Produce the listing below again, exactly as shown.
□ □ □
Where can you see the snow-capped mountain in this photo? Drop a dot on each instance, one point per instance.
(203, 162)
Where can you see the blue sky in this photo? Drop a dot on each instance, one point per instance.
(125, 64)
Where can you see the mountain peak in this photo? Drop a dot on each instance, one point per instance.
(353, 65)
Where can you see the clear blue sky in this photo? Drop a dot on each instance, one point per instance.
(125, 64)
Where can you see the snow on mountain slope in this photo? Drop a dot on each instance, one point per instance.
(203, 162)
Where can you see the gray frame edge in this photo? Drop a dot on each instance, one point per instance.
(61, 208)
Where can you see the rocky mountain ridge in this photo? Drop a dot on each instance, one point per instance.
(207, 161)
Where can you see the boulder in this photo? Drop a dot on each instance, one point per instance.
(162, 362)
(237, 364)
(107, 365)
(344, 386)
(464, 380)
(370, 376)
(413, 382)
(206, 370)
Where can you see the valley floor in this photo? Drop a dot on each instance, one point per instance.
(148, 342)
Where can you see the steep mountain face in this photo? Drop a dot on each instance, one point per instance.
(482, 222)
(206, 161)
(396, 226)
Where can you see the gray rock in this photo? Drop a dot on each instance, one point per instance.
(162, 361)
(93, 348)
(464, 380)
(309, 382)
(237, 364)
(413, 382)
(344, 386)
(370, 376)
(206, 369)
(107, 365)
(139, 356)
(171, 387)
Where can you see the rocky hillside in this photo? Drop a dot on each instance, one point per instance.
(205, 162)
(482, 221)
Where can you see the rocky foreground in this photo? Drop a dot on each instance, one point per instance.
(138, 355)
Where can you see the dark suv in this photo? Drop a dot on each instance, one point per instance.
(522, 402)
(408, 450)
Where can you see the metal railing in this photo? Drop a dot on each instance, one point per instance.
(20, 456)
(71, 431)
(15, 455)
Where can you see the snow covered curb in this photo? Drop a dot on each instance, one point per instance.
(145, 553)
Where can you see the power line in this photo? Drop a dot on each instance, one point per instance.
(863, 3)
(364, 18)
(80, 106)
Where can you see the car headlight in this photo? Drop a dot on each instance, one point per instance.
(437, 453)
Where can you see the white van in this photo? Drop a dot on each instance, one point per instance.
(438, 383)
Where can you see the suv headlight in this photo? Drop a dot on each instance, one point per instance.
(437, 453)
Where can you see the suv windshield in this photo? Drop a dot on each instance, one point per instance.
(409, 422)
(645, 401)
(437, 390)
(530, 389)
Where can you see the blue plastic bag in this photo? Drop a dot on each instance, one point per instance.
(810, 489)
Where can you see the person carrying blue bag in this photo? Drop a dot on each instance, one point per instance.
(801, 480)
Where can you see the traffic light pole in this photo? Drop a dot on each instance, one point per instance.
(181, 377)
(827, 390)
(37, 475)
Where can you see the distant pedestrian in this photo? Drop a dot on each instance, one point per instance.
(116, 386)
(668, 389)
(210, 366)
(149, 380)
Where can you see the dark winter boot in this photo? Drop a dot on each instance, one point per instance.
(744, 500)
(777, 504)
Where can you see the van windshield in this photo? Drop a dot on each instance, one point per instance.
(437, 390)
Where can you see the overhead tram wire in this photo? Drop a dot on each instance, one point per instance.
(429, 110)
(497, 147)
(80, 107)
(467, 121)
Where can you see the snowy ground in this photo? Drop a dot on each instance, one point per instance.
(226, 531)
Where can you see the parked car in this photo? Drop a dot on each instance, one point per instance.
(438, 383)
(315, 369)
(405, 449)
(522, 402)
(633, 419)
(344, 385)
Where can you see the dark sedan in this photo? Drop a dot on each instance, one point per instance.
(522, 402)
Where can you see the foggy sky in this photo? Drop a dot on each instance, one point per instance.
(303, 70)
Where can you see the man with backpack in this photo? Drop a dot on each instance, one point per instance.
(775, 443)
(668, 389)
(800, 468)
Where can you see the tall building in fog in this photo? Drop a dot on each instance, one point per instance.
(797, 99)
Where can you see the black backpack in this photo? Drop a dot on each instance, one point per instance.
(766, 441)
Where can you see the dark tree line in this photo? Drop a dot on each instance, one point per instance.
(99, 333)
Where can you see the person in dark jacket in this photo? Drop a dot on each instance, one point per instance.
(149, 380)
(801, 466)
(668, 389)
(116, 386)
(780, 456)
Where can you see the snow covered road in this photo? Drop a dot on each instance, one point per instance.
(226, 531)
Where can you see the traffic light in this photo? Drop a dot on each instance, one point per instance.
□ □ □
## Full solution
Where can you see the snow-capped mountain in this photo? Drop a dot on each instance, one point per instance.
(203, 162)
Where can you see the blue sky in this photo? Drop a dot on each instance, one point per instance.
(125, 64)
Where can you see the mountain peak in this photo? Drop a dot on each instance, one point per instance.
(353, 65)
Where can you see the clear blue sky in this photo? Drop a dot on each instance, one point per instance.
(125, 64)
Where can you see the snow on mountain slope in this photo? Drop a dot on each instance, one point per instance.
(203, 162)
Where can you see the gray frame edge in this photo? Drop a dot on each instance, one point per instance.
(61, 208)
Where can you see the rocky mountain ridge in this photo? Drop a dot on each instance, one point per instance.
(207, 161)
Where can you see the boulder in this photo? Drop a dot on each instance, one point per instance.
(162, 362)
(237, 364)
(107, 365)
(344, 386)
(464, 380)
(370, 376)
(413, 382)
(206, 370)
Where can you see the valley floor in this photo? Drop a dot on each instance, one point per instance.
(148, 342)
Where can you see the steep mountain face in this photo? Drop a dot on each instance, one point per instance.
(482, 222)
(206, 161)
(396, 226)
Where can you see the gray rock in this photo? Drop a dot on each instance, one point per instance.
(162, 361)
(93, 348)
(464, 380)
(309, 382)
(237, 364)
(413, 382)
(344, 386)
(370, 376)
(206, 369)
(107, 365)
(139, 356)
(171, 387)
Where can you see the rocky hillside in this photo? Drop a dot on each instance, one point per instance.
(205, 162)
(482, 221)
Where can you see the rocky foreground in this photo? Drop a dot on each instance, one point per instance.
(138, 355)
Where can you see the dark suv in this photo? Drop a dot on each instance, one point per instance.
(522, 402)
(408, 450)
Where can you see the metal railing in this photo? Drop a dot on each instance, one point per instance.
(20, 456)
(71, 431)
(15, 455)
Where can you see the snow covered curb in this photo? Drop a dot on each instance, one point per instance.
(145, 553)
Where can you see the power line in this photo? Drop a dot on each instance, one point per instance.
(863, 3)
(364, 18)
(80, 106)
Where can you see the car headlight in this photo? Drop a dot on each instance, one point per instance.
(437, 453)
Where can you see the white van in this photo? Drop a dot on each instance, one point per instance.
(438, 383)
Where can you see the suv headlight in this photo? Drop a dot on each instance, one point per instance.
(437, 453)
Where can you see the suv windshield in this photo? Drop a dot on each instance, one point per instance.
(409, 422)
(645, 401)
(437, 390)
(530, 389)
Where can you see the blue plastic bag in this photo? Drop a dot on each instance, one point per instance.
(810, 489)
Where can you see the person carrying blue bag in this photo? Drop a dot on each instance, one point per instance.
(801, 480)
Where can you see the traffic light pole in this photo? Drop a dot on each instance, one point per instance.
(181, 377)
(827, 390)
(37, 475)
Where can you see the distant pedestrian in this photo? Drop a dot on each instance, one point per instance.
(116, 386)
(668, 389)
(210, 366)
(149, 380)
Where can you see the dark winter boot in this photo? Drop a dot on each instance, one point per instance.
(744, 500)
(777, 504)
Where can you see the van windshield in this photo? Drop a dot on each instance, one point per instance.
(437, 390)
Where can you see the overhead tram wire in this photo? Drop a dot on each instance, one point per instance.
(429, 110)
(497, 147)
(80, 107)
(467, 121)
Where can you see the snowy ground in this photo? Drop a dot on each instance, one point per instance.
(226, 531)
Where can you see the parked car in this photo? Drop a dot on each instance, one point per instance.
(438, 383)
(315, 369)
(405, 449)
(522, 402)
(633, 419)
(344, 385)
Where can you see the dark sedan in this photo? Drop a dot on each instance, one point per instance.
(522, 402)
Where can you see the foggy sky in this photo? Drop a dot on each instance, one point per instance.
(303, 70)
Where can you see the man with backpack in this photo? Drop a dot on each instance, one point per instance.
(775, 443)
(668, 389)
(800, 468)
Where can you see the tall building in fog in this photo? Drop a dot on each instance, one point per instance.
(797, 99)
Where can you see the black backpack in this photo? Drop a dot on each instance, one point per instance.
(766, 441)
Where can you see the dark tree line in this photo? Drop a dot on each instance, one point per instance.
(99, 333)
Where can you see the person in dark jacket in this photo? Drop a dot on each instance, one point per instance.
(149, 380)
(801, 466)
(668, 389)
(116, 386)
(780, 456)
Where can you see the snow covered road in this photo? Drop a dot on each instance, one point per instance.
(226, 531)
Where can you see the traffic light in this photo? Drop a dot on each instance, one point per instance.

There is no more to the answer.